[DOCUMENT EXCERPT start]

"What Did I Do to You?" is a song by British singer-songwriter and actress Lisa Stansfield from her debut album, Affection (1989). It was written by Stansfield, Ian Devaney and Andy Morris, and produced by Devaney and Morris. The song was released as the fourth European single on 30 April 1990. It included three previously unreleased songs written by Stansfield, Devaney and Morris: "My Apple Heart," "Lay Me Down" and "Something's Happenin'." "What Did I Do to You?" was remixed by Mark Saunders and by the Grammy Award-winning American house music DJ and producer, David Morales. The single became a top forty hit in the European countries, reaching number fifteen in Italy, number eighteen in Finland, number twenty in Ireland and number twenty-five in the United Kingdom. "What Did I Do to You?" was also released in Japan.

In 2014, the remixes of "What Did I Do to You?" were included on the deluxe 2CD + DVD re-release of Affection and on People Hold On ... The Remix Anthology. They were also featured on The Collection 1989–2003 box set (2014), including previously unreleased Red Zone Mix by David Morales.

[DOCUMENT EXCERPT end]
[LISTED RECORDS start]

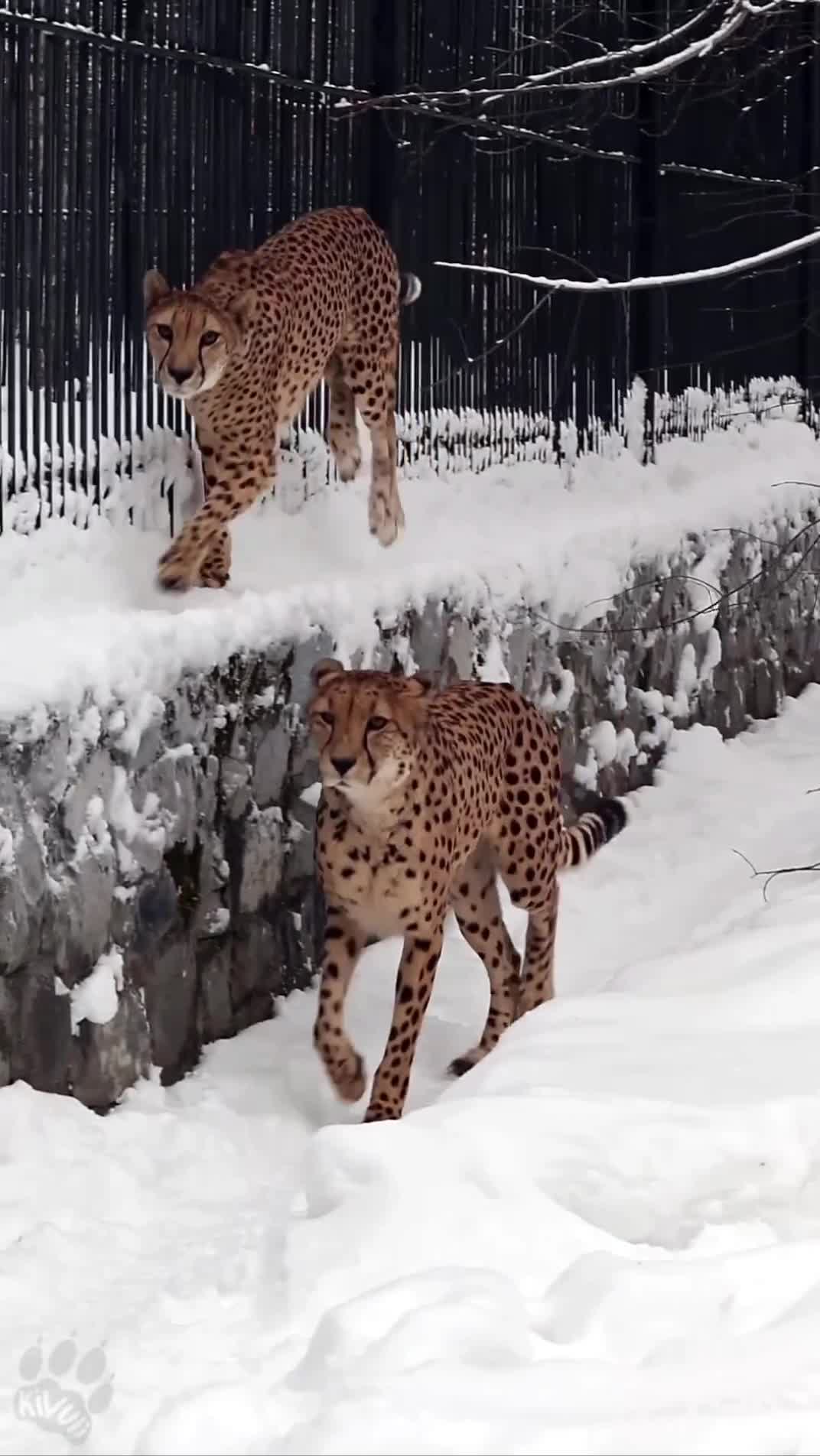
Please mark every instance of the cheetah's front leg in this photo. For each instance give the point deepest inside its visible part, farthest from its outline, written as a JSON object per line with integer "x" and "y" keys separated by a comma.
{"x": 414, "y": 987}
{"x": 200, "y": 554}
{"x": 344, "y": 944}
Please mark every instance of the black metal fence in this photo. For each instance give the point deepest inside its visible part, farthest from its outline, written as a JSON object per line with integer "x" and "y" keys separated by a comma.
{"x": 161, "y": 132}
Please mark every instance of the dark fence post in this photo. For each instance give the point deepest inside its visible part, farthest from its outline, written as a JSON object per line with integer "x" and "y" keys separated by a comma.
{"x": 644, "y": 216}
{"x": 810, "y": 167}
{"x": 383, "y": 193}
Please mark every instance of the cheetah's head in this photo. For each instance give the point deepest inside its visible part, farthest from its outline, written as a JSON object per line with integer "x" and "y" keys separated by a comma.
{"x": 190, "y": 336}
{"x": 367, "y": 728}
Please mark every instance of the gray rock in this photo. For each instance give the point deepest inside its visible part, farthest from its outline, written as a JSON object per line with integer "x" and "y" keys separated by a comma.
{"x": 220, "y": 912}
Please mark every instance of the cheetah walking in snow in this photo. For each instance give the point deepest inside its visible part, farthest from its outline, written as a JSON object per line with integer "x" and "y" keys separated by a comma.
{"x": 425, "y": 797}
{"x": 248, "y": 344}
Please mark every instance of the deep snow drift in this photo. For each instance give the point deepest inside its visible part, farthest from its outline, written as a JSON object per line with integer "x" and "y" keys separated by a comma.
{"x": 80, "y": 610}
{"x": 607, "y": 1238}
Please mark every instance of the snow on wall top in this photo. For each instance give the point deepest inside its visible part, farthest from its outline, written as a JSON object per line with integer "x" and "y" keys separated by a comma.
{"x": 82, "y": 616}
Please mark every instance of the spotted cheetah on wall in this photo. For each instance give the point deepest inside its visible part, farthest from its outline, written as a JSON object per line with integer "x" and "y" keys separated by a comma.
{"x": 248, "y": 344}
{"x": 425, "y": 798}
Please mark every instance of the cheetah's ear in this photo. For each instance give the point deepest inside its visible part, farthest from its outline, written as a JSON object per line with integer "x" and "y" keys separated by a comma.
{"x": 155, "y": 288}
{"x": 243, "y": 307}
{"x": 327, "y": 667}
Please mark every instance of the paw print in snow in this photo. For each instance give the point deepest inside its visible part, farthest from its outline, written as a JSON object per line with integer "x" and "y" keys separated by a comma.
{"x": 50, "y": 1395}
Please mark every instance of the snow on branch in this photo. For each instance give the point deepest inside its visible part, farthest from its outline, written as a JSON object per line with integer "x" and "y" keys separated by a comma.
{"x": 701, "y": 35}
{"x": 659, "y": 281}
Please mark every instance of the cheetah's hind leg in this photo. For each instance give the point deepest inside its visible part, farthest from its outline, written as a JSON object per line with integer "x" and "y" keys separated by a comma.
{"x": 343, "y": 431}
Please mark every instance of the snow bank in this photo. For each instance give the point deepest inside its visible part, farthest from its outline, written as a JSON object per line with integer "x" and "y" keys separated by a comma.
{"x": 82, "y": 615}
{"x": 605, "y": 1238}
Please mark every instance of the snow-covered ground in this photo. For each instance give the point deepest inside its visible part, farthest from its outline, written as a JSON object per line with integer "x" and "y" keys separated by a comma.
{"x": 604, "y": 1240}
{"x": 80, "y": 610}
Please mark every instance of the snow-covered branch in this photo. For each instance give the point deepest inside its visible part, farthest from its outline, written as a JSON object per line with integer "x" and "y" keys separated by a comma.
{"x": 657, "y": 281}
{"x": 704, "y": 34}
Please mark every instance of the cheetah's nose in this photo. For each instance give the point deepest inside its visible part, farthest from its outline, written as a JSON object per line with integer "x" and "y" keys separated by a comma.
{"x": 343, "y": 765}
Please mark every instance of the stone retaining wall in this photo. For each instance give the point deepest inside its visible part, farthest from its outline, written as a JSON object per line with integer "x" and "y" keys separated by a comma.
{"x": 155, "y": 902}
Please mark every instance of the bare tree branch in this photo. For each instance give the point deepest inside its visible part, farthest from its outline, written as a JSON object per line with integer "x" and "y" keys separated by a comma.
{"x": 773, "y": 874}
{"x": 638, "y": 284}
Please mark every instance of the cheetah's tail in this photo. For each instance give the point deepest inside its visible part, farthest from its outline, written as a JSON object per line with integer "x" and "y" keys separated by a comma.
{"x": 600, "y": 821}
{"x": 410, "y": 288}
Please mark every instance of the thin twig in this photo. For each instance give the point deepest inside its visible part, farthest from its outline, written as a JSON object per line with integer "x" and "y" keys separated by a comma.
{"x": 773, "y": 874}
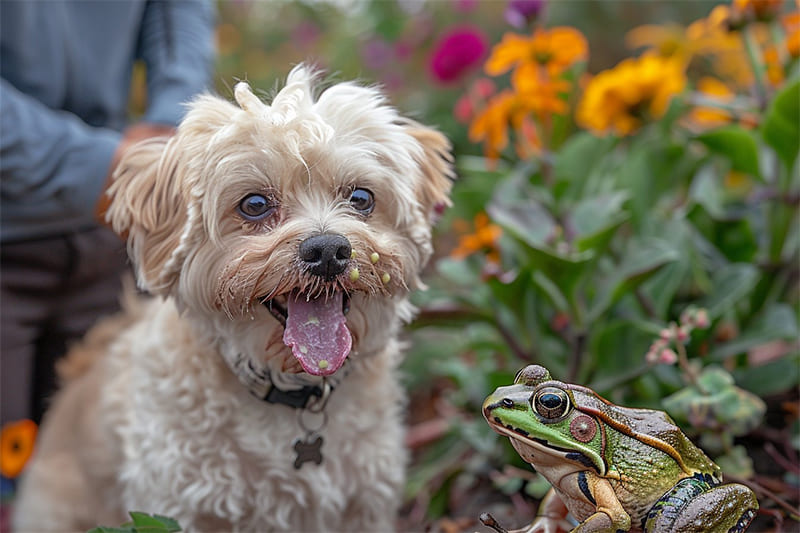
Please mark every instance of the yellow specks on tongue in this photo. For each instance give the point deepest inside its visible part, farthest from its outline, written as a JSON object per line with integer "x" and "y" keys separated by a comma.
{"x": 316, "y": 331}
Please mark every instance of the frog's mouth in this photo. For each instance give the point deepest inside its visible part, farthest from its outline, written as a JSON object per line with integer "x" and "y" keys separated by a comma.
{"x": 541, "y": 446}
{"x": 315, "y": 328}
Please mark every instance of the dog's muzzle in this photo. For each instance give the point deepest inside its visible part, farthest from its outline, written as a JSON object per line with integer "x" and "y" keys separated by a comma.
{"x": 326, "y": 255}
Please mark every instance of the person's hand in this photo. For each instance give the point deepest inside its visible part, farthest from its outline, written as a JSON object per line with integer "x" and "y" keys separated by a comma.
{"x": 131, "y": 136}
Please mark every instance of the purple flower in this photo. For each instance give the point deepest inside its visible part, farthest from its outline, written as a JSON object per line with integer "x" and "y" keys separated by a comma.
{"x": 520, "y": 13}
{"x": 376, "y": 53}
{"x": 457, "y": 52}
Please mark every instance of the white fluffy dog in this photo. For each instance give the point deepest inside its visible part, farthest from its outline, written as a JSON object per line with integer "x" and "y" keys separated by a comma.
{"x": 261, "y": 392}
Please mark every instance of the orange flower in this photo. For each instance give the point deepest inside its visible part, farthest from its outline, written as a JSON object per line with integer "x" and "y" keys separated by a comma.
{"x": 485, "y": 238}
{"x": 757, "y": 9}
{"x": 791, "y": 25}
{"x": 620, "y": 99}
{"x": 711, "y": 116}
{"x": 667, "y": 41}
{"x": 513, "y": 109}
{"x": 16, "y": 446}
{"x": 555, "y": 49}
{"x": 491, "y": 125}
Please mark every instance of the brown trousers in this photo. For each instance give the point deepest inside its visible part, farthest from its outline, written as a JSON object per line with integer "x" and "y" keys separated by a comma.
{"x": 53, "y": 290}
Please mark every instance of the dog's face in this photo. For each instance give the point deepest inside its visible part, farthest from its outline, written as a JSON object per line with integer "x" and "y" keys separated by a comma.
{"x": 293, "y": 230}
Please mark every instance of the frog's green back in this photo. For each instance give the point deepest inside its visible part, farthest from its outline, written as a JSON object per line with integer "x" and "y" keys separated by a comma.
{"x": 647, "y": 424}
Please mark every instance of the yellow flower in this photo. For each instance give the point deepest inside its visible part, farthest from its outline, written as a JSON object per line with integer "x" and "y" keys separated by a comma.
{"x": 620, "y": 99}
{"x": 554, "y": 49}
{"x": 484, "y": 238}
{"x": 710, "y": 116}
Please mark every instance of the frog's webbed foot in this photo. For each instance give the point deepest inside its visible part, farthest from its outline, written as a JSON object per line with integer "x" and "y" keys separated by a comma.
{"x": 728, "y": 507}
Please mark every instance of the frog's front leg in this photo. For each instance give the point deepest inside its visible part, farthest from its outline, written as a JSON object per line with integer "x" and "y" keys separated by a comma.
{"x": 609, "y": 515}
{"x": 551, "y": 518}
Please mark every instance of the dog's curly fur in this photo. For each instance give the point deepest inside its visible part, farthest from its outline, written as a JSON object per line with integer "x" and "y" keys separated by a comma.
{"x": 164, "y": 419}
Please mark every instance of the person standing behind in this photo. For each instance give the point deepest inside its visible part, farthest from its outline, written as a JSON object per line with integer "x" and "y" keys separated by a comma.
{"x": 66, "y": 70}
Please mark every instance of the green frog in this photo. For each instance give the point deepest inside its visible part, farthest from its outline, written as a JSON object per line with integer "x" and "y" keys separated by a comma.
{"x": 613, "y": 468}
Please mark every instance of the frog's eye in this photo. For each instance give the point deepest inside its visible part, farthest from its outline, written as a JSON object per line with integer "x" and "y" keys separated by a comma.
{"x": 551, "y": 403}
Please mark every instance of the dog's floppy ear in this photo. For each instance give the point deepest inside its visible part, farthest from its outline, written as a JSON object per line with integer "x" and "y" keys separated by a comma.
{"x": 148, "y": 206}
{"x": 437, "y": 168}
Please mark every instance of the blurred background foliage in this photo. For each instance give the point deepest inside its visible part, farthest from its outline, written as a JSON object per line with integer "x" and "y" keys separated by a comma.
{"x": 626, "y": 215}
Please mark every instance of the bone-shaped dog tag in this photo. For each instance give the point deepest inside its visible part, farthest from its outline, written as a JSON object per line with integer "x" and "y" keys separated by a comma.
{"x": 308, "y": 450}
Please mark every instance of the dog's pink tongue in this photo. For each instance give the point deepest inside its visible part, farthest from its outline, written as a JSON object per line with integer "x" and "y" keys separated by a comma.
{"x": 317, "y": 334}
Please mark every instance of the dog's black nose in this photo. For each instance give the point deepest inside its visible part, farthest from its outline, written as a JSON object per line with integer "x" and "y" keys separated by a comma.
{"x": 325, "y": 255}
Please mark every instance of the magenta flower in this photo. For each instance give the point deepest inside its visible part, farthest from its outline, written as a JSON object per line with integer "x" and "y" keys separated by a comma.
{"x": 459, "y": 51}
{"x": 520, "y": 13}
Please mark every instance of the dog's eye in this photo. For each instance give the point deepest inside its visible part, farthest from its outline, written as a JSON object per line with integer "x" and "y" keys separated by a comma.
{"x": 362, "y": 201}
{"x": 255, "y": 207}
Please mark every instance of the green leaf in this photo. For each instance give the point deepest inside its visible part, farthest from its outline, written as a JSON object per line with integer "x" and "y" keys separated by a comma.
{"x": 732, "y": 283}
{"x": 737, "y": 145}
{"x": 516, "y": 208}
{"x": 578, "y": 159}
{"x": 595, "y": 219}
{"x": 155, "y": 523}
{"x": 707, "y": 192}
{"x": 774, "y": 377}
{"x": 641, "y": 261}
{"x": 778, "y": 322}
{"x": 781, "y": 126}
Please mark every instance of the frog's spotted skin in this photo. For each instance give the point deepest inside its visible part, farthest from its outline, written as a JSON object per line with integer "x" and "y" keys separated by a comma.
{"x": 614, "y": 468}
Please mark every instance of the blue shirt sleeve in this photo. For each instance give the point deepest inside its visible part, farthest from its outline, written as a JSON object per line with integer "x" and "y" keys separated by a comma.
{"x": 177, "y": 46}
{"x": 50, "y": 154}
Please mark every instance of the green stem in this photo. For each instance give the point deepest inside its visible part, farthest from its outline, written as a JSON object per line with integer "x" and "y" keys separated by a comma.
{"x": 757, "y": 65}
{"x": 683, "y": 362}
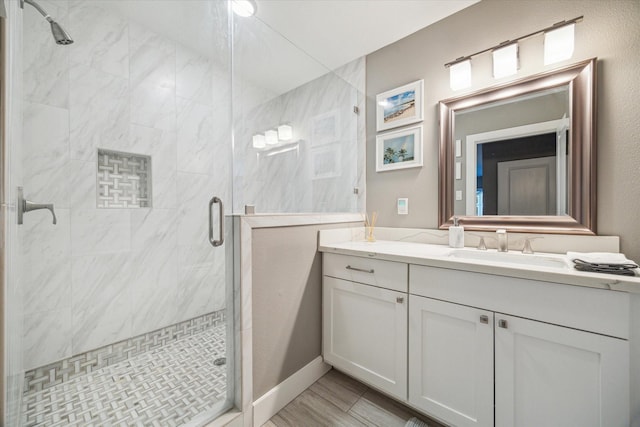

[LISTED RECORDS end]

» **WHAT IS EXPECTED**
Continue the text on the Lisa Stansfield song "What Did I Do to You?" from the point where it stops.

» **TASK RESPONSE**
Chart performance
Not commercially as successful as the three previous singles from Affection, "What Did I Do to You?" still was a sizeable hit on the charts in Europe. The song entered the top 20 in Finland (18), Ireland (20) and Italy (15), while peaking within the top 30 in the UK. In the latter, the song peaked at number 25 on the UK Singles Chart on 13 May 1990, after having debuted as number 29 the week before. Additionally, it was a top 40 hit in both Belgium (37) and the Netherlands (38), as well as peaking at number 56 on the Eurochart Hot 100 in June same year.

Critical reception
The song received positive reviews from music critics. In an 2019 retrospective review, Matthew Hocter from Albumism declared it as a "upbeat offering". Upon the release, Todd Caudle from Gazette Telegraph wrote that Stansfield's "sensuous voice delivers beautiful love lyrics" in "What Did I Do to You?". David Giles from Music Week said it's "beautifully performed" by the singer. A reviewer from Reading Eagle opined that the song "would be right at home on the Saturday Night Fever soundtrack." Parry Gettelman from The Sentinel felt it "sounds too much like a speeded-up "The Hustle" to be true, but Stansfield makes it credible."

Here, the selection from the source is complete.